◆ **Excerpt provided**:
--- START ---

The Housesitting Weekend
The Housesitting Weekend
A quiet weekend in a borrowed Dalugama house becomes an enduring memory of youth, freedom, and a woman who chose to live entirely on her own terms before time scattered us all.
Lucky’s house sat on Old Kandy Road, set back from the road behind a low fence and a metal gate that squeaked when you pushed it. It was larger than most houses in Dalugama. Three bedrooms, a proper sitting room, louver windows, a kitchen with actual counter space. Lucky’s father had done well for himself, though nobody talked about how exactly he rented it.
Lucky’s family had gone to the hill country for the week. Kandy, probably. Maybe Nuwara Eliya. He needed someone to watch the house and he asked Shirley, which was the sensible thing to do. Nobody in the village was going to break into a house that Shirley Fonseka was guarding.
Shirley asked me to join him. I said yes without asking too many questions. I was nineteen. An empty bungalow for a week with no parents and no village eyes watching you was not an offer you declined.

--- END ---

◆ **Given task 1**: Reproduce, word for word, the stretch of the housesitting story that begins with "Lucky’s house sat" and ends with "offer you declined.".
◆ **Given task 2**: Name every place the housesitting story mentions by a proper name.

◆ **Recorded information**:
--- START ---

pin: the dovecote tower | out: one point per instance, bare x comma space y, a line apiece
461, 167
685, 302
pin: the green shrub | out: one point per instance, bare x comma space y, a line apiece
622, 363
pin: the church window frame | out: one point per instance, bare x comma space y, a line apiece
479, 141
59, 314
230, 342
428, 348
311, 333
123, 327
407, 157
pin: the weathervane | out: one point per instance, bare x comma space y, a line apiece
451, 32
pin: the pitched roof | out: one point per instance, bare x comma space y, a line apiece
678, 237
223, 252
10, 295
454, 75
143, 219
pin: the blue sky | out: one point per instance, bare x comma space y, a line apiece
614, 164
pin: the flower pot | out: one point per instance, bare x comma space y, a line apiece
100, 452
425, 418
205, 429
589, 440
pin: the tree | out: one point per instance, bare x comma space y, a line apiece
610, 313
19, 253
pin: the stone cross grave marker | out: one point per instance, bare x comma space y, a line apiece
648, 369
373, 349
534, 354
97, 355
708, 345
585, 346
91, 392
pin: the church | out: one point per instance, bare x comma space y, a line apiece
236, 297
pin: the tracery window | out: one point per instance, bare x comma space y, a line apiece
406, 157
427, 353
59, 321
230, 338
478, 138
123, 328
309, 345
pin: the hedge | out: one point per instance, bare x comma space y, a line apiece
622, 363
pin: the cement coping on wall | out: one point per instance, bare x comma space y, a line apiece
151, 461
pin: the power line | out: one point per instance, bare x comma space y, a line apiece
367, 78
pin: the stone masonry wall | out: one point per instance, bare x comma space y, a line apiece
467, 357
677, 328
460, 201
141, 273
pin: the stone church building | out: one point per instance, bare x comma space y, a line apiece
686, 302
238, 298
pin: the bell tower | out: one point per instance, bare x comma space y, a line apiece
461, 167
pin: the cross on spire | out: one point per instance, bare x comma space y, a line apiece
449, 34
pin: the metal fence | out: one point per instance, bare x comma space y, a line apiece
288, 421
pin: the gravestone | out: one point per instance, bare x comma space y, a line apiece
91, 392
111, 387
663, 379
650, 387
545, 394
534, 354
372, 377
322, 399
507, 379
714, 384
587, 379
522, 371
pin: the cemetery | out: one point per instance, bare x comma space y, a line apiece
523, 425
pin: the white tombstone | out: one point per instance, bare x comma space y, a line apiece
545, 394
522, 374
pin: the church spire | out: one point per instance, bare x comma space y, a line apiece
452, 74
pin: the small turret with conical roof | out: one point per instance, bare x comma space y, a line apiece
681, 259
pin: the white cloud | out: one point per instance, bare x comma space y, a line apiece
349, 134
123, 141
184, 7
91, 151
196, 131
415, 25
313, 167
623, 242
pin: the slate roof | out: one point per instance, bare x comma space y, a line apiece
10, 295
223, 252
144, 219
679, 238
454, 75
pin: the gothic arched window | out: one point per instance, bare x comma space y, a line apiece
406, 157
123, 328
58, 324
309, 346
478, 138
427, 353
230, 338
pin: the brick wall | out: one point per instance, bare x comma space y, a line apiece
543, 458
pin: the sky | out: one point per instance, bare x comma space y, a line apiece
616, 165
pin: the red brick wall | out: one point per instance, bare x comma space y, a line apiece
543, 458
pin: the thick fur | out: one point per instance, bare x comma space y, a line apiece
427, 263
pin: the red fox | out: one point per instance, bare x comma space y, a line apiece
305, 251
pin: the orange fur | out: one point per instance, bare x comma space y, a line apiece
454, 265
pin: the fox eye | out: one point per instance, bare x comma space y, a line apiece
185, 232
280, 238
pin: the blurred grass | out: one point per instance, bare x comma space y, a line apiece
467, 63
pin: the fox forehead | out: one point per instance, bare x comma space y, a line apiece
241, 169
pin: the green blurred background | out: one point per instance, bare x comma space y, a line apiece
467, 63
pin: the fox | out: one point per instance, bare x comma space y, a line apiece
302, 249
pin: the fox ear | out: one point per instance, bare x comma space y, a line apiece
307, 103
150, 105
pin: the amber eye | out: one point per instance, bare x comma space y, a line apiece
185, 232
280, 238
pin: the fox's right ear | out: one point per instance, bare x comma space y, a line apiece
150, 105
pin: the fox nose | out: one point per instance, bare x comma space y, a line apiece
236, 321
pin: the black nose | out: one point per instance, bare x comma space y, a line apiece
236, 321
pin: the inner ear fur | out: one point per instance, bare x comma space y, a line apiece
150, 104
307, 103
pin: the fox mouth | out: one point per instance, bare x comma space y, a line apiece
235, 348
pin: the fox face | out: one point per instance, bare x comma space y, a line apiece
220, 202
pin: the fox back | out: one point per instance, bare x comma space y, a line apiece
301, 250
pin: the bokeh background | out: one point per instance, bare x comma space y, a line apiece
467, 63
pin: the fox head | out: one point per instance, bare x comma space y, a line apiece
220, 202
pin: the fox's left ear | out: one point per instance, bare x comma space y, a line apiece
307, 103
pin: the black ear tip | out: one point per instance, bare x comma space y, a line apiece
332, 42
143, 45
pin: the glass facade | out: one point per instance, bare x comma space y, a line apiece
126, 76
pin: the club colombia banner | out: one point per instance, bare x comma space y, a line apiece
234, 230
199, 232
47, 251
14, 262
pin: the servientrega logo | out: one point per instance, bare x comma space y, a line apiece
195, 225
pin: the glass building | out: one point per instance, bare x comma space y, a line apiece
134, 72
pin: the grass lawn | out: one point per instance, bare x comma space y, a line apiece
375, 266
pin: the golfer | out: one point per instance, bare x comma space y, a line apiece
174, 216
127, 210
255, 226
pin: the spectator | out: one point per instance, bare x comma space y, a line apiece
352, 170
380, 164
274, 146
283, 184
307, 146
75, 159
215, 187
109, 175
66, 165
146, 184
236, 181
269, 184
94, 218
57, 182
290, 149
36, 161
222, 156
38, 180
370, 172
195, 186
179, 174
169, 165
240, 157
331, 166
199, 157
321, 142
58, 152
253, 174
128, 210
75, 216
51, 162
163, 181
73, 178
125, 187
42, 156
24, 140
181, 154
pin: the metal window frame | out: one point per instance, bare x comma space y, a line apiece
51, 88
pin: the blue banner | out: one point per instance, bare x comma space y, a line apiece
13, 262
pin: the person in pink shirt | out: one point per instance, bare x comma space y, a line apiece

--- END ---

◆ **Solution 1**:
Lucky’s house sat on Old Kandy Road, set back from the road behind a low fence and a metal gate that squeaked when you pushed it. It was larger than most houses in Dalugama. Three bedrooms, a proper sitting room, louver windows, a kitchen with actual counter space. Lucky’s father had done well for himself, though nobody talked about how exactly he rented it.
Lucky’s family had gone to the hill country for the week. Kandy, probably. Maybe Nuwara Eliya. He needed someone to watch the house and he asked Shirley, which was the sensible thing to do. Nobody in the village was going to break into a house that Shirley Fonseka was guarding.
Shirley asked me to join him. I said yes without asking too many questions. I was nineteen. An empty bungalow for a week with no parents and no village eyes watching you was not an offer you declined.

◆ **Solution 2**:
Dalugama
Old Kandy Road
Kandy
Nuwara Eliya